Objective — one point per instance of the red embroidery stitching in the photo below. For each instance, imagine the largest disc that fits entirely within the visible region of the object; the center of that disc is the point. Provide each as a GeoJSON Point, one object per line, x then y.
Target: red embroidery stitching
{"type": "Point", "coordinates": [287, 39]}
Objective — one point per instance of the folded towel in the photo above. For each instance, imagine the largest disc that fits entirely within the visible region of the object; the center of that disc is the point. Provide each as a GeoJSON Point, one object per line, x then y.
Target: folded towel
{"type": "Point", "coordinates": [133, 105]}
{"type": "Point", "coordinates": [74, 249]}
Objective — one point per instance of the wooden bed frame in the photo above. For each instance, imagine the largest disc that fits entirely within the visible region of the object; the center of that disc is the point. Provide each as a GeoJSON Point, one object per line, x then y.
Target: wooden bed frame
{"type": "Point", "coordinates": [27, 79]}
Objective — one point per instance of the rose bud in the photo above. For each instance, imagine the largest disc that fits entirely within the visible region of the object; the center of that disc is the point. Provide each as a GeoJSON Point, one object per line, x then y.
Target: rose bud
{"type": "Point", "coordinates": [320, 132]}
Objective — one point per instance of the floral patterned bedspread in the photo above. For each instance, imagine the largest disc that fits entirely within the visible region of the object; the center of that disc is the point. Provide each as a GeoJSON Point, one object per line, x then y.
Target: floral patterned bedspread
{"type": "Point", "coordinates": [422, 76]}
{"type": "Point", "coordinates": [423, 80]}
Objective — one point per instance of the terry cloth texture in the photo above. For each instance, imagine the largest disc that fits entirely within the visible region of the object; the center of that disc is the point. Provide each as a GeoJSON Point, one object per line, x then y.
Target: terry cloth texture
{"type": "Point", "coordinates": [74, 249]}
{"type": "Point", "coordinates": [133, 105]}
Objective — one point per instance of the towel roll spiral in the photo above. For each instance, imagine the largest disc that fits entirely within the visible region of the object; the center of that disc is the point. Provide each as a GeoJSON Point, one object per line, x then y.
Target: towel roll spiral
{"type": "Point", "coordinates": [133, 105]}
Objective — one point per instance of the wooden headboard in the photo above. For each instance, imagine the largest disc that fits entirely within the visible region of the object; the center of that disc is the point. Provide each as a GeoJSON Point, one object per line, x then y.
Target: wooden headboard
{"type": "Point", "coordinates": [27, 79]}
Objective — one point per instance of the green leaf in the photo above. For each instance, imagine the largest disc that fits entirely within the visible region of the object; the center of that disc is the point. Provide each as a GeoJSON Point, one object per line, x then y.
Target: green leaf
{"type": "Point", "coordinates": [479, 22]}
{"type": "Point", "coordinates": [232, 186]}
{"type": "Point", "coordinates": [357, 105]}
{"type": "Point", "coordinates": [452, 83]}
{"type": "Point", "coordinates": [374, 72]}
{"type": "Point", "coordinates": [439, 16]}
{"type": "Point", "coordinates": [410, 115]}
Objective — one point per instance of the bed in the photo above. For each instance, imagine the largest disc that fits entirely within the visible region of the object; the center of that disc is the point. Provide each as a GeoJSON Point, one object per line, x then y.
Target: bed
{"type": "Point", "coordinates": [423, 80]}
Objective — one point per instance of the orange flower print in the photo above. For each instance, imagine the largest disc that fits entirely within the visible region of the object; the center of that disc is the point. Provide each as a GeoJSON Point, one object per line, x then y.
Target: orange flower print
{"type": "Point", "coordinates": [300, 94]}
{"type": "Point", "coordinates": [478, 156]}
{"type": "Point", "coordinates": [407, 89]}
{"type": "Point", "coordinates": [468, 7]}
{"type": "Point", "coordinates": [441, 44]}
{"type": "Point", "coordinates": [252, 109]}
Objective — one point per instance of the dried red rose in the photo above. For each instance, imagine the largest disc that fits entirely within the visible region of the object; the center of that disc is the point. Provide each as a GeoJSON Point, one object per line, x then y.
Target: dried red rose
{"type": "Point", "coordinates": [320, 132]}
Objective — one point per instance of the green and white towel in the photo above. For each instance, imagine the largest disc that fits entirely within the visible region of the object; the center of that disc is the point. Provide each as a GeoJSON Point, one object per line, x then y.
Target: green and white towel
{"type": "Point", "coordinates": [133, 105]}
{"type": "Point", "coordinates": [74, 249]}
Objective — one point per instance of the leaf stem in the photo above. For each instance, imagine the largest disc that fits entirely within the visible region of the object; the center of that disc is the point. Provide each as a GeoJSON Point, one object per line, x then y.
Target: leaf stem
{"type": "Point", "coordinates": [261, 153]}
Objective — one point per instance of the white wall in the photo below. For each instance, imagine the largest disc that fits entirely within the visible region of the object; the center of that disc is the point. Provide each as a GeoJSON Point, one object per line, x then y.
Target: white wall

....................

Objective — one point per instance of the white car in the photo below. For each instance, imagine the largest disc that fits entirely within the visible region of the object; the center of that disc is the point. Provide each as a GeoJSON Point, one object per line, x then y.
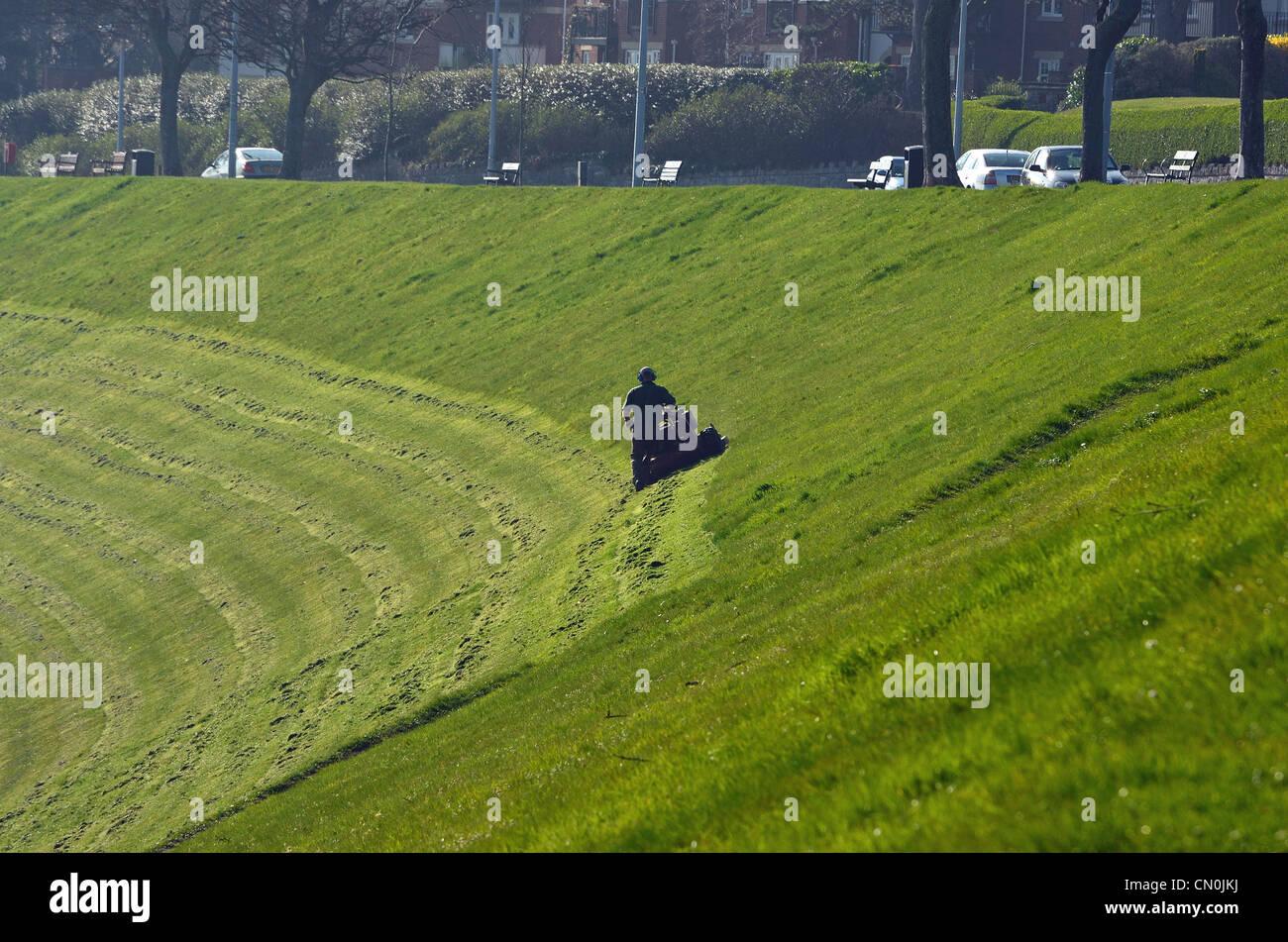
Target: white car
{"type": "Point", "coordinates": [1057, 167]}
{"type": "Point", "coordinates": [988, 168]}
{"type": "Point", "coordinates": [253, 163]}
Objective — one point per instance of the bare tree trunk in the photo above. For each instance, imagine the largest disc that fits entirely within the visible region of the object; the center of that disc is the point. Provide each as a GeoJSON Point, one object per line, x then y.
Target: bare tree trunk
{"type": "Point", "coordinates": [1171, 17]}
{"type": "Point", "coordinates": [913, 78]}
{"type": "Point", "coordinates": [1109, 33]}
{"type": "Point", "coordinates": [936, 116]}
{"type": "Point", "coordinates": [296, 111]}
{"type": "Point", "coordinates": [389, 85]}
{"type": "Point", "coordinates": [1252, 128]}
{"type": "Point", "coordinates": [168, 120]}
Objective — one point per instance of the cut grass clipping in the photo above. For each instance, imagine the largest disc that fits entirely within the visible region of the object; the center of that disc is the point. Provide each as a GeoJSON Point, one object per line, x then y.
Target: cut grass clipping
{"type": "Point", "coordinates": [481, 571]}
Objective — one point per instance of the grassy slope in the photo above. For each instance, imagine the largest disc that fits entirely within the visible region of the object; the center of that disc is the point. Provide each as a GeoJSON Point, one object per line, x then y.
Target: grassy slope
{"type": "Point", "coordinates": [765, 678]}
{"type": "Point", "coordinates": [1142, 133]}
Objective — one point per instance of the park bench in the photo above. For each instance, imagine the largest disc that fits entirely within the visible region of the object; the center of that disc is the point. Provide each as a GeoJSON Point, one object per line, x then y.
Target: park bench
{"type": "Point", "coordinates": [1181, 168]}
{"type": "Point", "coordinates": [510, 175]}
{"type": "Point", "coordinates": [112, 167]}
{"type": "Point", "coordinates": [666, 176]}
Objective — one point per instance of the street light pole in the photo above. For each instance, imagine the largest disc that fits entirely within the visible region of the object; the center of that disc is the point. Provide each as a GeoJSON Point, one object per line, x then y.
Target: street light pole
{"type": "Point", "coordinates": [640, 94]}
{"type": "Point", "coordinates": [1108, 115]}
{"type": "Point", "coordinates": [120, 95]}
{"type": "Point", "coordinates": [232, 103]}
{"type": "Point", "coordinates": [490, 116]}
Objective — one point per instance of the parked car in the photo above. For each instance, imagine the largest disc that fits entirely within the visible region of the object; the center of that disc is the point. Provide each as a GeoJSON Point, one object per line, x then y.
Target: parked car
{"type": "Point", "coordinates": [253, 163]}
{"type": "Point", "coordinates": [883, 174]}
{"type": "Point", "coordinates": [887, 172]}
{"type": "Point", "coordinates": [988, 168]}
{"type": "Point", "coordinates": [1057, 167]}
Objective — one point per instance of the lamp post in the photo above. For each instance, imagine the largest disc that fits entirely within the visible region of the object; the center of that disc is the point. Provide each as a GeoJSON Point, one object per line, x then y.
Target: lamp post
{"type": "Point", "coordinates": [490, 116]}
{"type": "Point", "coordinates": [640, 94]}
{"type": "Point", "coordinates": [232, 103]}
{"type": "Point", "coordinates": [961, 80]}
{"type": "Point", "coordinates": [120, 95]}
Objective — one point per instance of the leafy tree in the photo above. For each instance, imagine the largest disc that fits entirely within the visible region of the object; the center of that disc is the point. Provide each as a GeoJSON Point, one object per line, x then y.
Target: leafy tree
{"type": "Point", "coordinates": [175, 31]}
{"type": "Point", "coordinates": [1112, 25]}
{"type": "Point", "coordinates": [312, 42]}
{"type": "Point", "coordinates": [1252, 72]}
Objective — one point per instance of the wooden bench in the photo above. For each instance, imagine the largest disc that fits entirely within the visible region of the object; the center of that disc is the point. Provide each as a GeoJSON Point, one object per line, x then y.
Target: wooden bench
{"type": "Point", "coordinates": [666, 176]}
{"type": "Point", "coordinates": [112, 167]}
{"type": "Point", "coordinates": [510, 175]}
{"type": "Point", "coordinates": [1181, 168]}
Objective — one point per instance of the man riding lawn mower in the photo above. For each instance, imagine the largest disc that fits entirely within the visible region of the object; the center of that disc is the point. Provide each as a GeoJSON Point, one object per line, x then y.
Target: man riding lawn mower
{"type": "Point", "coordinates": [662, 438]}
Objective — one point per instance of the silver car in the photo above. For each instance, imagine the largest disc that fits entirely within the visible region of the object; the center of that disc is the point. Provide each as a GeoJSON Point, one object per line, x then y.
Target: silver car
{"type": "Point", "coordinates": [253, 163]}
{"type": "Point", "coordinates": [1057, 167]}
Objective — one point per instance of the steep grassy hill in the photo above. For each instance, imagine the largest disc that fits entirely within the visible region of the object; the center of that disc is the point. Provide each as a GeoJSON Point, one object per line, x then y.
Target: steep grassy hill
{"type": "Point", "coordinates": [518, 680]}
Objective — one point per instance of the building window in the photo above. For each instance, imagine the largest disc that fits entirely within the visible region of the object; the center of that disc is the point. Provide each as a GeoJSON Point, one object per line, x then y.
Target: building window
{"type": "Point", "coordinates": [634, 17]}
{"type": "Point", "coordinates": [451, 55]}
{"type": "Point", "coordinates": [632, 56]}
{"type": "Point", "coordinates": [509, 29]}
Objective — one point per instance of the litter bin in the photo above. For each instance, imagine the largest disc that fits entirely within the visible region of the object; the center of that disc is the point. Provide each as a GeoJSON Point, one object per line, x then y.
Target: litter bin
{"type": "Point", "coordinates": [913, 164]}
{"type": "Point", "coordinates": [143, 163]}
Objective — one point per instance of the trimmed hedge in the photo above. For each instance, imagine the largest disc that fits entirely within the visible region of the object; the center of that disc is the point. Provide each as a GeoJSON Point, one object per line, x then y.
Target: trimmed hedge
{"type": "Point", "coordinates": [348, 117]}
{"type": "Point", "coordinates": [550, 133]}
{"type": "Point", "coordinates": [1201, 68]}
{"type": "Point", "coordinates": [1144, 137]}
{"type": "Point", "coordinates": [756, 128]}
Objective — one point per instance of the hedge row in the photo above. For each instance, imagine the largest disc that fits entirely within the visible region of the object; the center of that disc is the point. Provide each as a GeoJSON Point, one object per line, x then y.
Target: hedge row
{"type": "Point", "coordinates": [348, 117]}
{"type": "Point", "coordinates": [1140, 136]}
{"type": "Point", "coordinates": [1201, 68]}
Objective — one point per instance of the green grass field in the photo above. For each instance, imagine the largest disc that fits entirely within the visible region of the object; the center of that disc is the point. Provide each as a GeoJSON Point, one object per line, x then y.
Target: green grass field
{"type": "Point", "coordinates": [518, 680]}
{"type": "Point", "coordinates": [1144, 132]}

....................

• Objective
Work out how many lines of the data above contain the word "leafy", and give that number alone.

• Written response
2